Supplied passage:

Richard E. Kim, Lost Names: Scenes from a Korean Boyhood, Berkeley and Los Angeles: University of California Press, 1998. 198 pages $12.95 (paper). ISBN: 0-520-21424-2.

Reviewed by J. Michael Allen
Brigham Young University - Hawaii

 

Most readers of this review have probably already read Richard Kim's Lost Names. Those who have not should do so at the first opportunity. The reissue of Lost Names will be particularly welcome news to two groups: anyone interested in the experience of Koreans living under Japanese rule, and any teacher looking for a non-academic book on the colonial period to assign to students studying Korean history. It is an engaging book, both because of Kim's easy style and because of the youthful perspective from which the story is told. Richard Kim shuns questions of whether the book is fictional or autobiographical, pointing out that while he wrote it as fiction, it has generally been regarded as an account of his own early years. It is as a result of this "happy predicament" (in Kim's words) that the book has both the realism of remembered experience and the imagination of a series of stories. Kim has stated elsewhere that "everything in the book actually happened" to him. (See Education About Asia, Vol. 4, No. 2 [Fall 1999], p. 23.) Nevertheless, he maintains that because he arranged and interpreted events while writing the book, it is not strictly autobiographical. More important than questions about the book's genre, however, is the fact that it puts a human face on the colonial period that can easily be overlooked in more academic treatments.

Each chapter is a separate story, which means that a teacher using this book would not necessarily have to assign the entire thing. Taken together, however, they form a vivid picture not only of life under colonial rule but of family dynamics as well. The incidents cover the period from 1933 (when the storyteller/author was one year old) to liberation in 1945. "Crossing" tells the story of the family's departure, across the frozen Tumen River, from Korea to Manchuria, where the father has taken a job at a Christian school shortly after his release from prison. The setting sun, "plummeting down toward the frozen expanse of the northern Manchurian plain," seems symbolic of the ultimate demise of the Japanese empire, even in the first story, twelve years prior to Japan's defeat.

The father's prison term is referred to a number of times throughout the book, and while it is never clear exactly what his offense was, the manner in which it is mentioned makes it clear that it had something to do with the authorities' perception that he was acting against them. It also becomes clear over the course of the book, however, that the narrator's father has earned the respect not only of his fellow Koreans, but of many Japanese colonial officials as well.

Do this:
In the book review, which river does the family cross when leaving Korea for Manchuria?

Dataset excerpts:

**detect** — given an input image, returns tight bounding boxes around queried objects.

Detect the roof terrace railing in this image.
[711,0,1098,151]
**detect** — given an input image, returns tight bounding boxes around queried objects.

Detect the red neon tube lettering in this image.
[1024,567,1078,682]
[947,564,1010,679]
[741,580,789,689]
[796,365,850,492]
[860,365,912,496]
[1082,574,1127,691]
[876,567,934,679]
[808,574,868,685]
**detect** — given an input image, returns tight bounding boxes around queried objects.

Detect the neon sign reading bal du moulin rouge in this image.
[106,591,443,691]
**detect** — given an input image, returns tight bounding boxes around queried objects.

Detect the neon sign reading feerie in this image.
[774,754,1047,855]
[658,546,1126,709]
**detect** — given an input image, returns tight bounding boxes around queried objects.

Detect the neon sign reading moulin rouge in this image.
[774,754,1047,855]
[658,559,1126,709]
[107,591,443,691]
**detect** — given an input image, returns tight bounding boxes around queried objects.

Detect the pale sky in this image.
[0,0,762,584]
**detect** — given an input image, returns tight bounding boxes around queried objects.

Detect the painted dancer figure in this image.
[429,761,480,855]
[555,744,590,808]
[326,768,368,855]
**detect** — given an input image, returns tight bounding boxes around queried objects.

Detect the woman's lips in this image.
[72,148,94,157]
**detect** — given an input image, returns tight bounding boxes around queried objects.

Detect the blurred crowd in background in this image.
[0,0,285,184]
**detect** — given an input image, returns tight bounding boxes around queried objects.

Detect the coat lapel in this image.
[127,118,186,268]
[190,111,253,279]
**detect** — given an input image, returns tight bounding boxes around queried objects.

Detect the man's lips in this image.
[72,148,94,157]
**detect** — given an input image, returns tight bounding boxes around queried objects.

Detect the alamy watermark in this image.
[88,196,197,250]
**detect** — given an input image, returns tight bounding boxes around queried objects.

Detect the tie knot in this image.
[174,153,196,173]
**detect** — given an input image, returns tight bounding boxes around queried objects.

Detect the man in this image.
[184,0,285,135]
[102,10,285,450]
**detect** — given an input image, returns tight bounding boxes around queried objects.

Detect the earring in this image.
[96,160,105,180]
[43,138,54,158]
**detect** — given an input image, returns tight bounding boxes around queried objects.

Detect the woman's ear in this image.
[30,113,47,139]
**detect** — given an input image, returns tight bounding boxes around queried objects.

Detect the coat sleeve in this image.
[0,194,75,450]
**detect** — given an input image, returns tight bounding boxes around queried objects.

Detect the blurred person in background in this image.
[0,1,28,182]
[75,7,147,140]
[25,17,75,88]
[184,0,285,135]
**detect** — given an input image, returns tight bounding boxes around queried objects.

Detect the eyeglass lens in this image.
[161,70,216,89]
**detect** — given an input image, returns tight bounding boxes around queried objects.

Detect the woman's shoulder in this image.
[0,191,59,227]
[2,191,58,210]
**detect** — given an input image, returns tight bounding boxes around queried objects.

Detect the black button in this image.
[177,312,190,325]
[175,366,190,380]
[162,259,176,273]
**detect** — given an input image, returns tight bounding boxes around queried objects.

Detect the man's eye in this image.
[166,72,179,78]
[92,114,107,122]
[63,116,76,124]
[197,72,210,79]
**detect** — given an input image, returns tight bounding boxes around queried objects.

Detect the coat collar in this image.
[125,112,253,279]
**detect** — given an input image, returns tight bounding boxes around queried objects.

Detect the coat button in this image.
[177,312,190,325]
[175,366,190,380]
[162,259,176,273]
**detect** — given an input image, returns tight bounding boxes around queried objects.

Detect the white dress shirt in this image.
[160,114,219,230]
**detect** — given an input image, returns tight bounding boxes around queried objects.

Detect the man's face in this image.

Solved problem:
The frozen Tumen River.